YOUR TASK
Output the lines from the start of the entries through the line containing "[1138, 333]" as a numbered list, leaving out any blank lines.

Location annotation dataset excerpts
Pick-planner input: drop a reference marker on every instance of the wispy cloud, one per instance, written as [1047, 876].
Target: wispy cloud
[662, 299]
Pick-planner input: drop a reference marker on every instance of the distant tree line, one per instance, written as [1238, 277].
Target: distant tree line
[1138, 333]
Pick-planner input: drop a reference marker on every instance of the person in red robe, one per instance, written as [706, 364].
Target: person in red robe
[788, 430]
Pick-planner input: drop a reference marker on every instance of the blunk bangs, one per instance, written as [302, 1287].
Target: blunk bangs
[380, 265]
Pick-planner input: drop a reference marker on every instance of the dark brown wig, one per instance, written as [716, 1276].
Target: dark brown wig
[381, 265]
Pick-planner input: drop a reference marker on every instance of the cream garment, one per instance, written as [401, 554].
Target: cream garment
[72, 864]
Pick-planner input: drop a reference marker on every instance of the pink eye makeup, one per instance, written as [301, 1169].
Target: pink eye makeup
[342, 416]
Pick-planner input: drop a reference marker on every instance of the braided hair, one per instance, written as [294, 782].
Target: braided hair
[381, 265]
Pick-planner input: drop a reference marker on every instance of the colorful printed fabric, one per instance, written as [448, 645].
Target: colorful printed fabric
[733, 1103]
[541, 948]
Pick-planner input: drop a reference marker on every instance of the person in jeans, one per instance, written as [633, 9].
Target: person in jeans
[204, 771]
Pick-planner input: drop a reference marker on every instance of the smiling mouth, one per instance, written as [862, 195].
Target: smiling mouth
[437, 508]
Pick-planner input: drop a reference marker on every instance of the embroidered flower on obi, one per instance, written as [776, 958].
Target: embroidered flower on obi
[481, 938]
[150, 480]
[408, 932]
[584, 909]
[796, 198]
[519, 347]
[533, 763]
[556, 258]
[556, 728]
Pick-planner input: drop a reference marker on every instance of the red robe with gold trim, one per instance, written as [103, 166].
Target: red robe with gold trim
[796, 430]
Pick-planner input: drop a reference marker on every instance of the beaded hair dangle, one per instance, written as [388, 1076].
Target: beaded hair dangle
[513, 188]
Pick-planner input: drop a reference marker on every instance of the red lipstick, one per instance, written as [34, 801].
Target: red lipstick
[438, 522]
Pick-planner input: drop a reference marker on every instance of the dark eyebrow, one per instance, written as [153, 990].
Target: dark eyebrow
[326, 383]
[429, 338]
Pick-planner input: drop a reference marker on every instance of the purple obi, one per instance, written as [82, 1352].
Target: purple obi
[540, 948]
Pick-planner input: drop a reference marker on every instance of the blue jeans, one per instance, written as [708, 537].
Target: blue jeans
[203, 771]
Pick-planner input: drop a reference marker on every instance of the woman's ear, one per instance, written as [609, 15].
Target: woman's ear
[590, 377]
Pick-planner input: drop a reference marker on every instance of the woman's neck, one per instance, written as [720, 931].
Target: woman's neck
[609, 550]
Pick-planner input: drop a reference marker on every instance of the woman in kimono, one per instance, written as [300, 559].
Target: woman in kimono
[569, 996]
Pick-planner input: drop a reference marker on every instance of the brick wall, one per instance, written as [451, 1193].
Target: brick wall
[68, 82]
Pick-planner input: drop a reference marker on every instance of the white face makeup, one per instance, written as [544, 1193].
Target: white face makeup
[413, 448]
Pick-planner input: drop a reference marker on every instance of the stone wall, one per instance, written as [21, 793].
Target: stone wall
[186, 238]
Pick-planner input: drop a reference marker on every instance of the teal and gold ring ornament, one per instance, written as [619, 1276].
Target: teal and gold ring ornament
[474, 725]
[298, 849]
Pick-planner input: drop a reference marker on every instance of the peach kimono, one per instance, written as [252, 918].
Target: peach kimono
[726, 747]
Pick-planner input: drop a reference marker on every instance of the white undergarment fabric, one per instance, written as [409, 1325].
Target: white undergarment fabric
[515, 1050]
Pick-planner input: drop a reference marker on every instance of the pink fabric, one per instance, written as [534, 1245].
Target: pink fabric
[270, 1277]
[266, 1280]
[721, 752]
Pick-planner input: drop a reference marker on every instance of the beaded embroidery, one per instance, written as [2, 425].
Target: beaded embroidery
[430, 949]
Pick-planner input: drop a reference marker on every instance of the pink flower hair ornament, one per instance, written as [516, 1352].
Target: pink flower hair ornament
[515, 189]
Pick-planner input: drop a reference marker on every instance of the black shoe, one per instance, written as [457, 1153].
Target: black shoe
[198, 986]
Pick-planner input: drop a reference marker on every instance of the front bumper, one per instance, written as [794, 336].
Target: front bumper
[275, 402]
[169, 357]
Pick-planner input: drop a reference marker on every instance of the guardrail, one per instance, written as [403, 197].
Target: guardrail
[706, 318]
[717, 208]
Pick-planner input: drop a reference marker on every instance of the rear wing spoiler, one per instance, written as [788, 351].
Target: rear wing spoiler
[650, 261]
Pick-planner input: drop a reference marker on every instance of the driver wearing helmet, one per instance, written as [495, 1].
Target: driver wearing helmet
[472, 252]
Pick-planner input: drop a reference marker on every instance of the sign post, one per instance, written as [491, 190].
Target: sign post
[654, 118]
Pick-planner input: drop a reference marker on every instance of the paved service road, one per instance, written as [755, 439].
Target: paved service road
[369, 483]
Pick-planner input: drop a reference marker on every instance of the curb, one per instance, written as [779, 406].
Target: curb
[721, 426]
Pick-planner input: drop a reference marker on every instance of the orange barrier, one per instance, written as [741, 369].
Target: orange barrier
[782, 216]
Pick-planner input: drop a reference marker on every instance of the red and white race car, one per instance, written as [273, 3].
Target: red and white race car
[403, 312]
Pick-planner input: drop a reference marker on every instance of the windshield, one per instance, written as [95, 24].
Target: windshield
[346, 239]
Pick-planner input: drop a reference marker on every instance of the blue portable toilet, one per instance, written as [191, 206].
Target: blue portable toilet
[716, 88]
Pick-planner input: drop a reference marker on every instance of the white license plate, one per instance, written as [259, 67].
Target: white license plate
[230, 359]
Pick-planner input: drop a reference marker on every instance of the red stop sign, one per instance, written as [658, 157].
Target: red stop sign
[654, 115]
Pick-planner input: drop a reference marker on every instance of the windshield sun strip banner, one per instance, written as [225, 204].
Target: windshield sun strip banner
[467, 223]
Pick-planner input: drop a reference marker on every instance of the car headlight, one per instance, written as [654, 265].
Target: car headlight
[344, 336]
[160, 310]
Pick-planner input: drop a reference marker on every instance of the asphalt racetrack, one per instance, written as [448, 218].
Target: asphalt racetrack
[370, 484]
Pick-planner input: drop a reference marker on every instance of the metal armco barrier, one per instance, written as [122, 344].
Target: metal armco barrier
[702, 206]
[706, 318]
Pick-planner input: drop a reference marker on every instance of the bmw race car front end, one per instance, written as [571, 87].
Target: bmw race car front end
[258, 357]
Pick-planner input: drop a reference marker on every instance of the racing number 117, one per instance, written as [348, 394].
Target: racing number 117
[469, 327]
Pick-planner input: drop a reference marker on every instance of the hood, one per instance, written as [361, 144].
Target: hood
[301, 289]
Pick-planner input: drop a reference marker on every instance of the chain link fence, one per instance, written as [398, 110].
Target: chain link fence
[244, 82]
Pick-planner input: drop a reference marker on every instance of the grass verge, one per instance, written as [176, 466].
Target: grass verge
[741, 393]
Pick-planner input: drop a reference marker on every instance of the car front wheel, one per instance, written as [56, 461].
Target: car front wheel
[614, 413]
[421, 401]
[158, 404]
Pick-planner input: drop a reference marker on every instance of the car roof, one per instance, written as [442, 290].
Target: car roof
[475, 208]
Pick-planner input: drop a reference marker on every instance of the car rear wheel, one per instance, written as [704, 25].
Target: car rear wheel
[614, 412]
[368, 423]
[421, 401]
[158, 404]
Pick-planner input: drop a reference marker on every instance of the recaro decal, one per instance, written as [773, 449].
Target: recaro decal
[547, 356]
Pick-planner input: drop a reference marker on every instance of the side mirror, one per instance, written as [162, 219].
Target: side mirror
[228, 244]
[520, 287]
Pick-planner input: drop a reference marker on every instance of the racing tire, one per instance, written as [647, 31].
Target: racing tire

ANSWER TO THE TASK
1. Pick-planner input: drop a reference marker on every instance of the wispy cloud, one per instance, written as [1047, 876].
2. Target: wispy cloud
3. [662, 299]
4. Pick-planner input: drop a reference marker on every instance of the distant tree line, one per instance, written as [1238, 277].
5. Target: distant tree line
6. [1138, 333]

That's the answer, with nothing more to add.